ENTRIES PROVIDED:
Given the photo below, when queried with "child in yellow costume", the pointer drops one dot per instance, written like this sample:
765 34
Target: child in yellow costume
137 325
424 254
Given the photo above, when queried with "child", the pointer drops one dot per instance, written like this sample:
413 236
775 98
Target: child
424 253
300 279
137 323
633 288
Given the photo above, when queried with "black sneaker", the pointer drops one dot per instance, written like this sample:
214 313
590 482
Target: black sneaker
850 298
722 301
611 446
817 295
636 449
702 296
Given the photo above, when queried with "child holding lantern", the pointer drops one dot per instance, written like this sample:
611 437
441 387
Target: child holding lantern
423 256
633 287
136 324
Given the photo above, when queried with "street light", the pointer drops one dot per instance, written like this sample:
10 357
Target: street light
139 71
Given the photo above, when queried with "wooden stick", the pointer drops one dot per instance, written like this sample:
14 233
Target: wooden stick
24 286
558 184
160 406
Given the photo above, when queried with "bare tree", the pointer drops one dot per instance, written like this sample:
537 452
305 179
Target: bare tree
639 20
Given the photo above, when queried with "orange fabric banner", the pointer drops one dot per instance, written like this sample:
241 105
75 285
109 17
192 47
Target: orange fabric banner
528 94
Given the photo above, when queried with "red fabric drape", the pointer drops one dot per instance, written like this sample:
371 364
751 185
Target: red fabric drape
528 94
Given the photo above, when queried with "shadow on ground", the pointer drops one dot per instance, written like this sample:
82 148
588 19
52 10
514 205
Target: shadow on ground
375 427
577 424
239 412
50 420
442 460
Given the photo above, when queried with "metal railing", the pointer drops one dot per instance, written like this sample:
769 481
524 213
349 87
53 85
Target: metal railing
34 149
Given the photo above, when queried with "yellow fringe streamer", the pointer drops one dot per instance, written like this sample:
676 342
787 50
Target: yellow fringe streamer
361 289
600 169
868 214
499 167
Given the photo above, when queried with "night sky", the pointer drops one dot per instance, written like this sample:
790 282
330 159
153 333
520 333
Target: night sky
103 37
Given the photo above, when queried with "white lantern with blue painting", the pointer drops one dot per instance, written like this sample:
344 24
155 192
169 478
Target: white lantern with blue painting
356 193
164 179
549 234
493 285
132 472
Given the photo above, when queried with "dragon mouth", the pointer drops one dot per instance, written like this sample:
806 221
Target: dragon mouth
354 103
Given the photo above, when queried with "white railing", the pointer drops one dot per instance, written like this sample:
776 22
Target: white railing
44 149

EXERCISE: Produce an exact copy of every entry above.

THE REPLY:
Given the photo below, when queried with "child in yellow costume", the pointer drops one dot per instance, written like this sample:
765 34
Target: child in yellow costume
137 325
424 254
Given the photo above, when queried with "child", the pointer drops one dot per instance, written like this sample:
413 236
775 98
Target: child
424 253
300 279
137 323
633 288
Given the photo above, when queried with "black sneaker", the pointer drops one dot per instance, written like this sample:
214 313
590 482
Target: black sneaker
850 298
722 301
611 446
817 295
636 449
702 296
Given the photo above, when queried with "child holding lantern", the pointer drops one dot per instance, written like this sample:
611 437
441 387
Target: child holding lantern
423 256
633 287
136 324
Given the photo above, when queried with "street light", the pointer drops one dot per instance, written like this sample:
10 357
Target: street light
139 71
Given the photo above, when queried with "wooden stick", the pointer drops one dot per instance, written like this sample:
14 233
Target: wooden stick
24 286
558 184
160 406
Given the photo above, when queried with "bare tree", the pointer drops one dot per instance, written like this sample:
537 452
305 179
Target: bare tree
639 20
Given the photo above, when queried with "orange fabric banner", the pointer drops one dot per instance, written like this sample:
241 105
75 285
109 17
192 47
Target: orange fabric banner
528 94
Given the photo above, when queried with "red fabric drape", the pointer drops one dot per instance, written like this sample:
371 364
751 185
Target: red fabric drape
528 94
Given the photo above, when queried with "shadow on ground", the pointer drops one dot per instance, written like this sample:
82 148
588 19
52 10
514 205
Target: shadow on ground
375 427
577 424
239 412
50 420
442 460
Given the photo above, when queried with "metal railing", the pointer drops one dot per instance, written like this sample:
769 481
524 213
349 87
53 85
Target: metal railing
34 149
Given the photo above, when queried with "yellow fringe streamer", the pointer drops one dot per instance, written like this sample:
676 342
787 50
Target: yellow fringe streamer
361 289
600 169
868 214
499 167
Given the photo above, when queried with "night sky", the pointer drops one dot per instance, written like this sample:
790 282
330 159
153 333
520 333
Target: night sky
103 37
Given the photo above, when queried with "white lantern with blue painting", the pointer drops one dot per instance, written like this sample:
344 24
155 192
169 478
Target: white lantern with blue painting
356 193
164 179
549 234
493 285
132 472
Given the photo above, when queried with "dragon mouth", the pointer drops one dot per instance, written like this sample:
806 221
Target: dragon mouth
354 103
Given the photo above, when queried with "white railing", the pointer drops one dot per instance, written like this sample:
776 22
Target: white railing
44 149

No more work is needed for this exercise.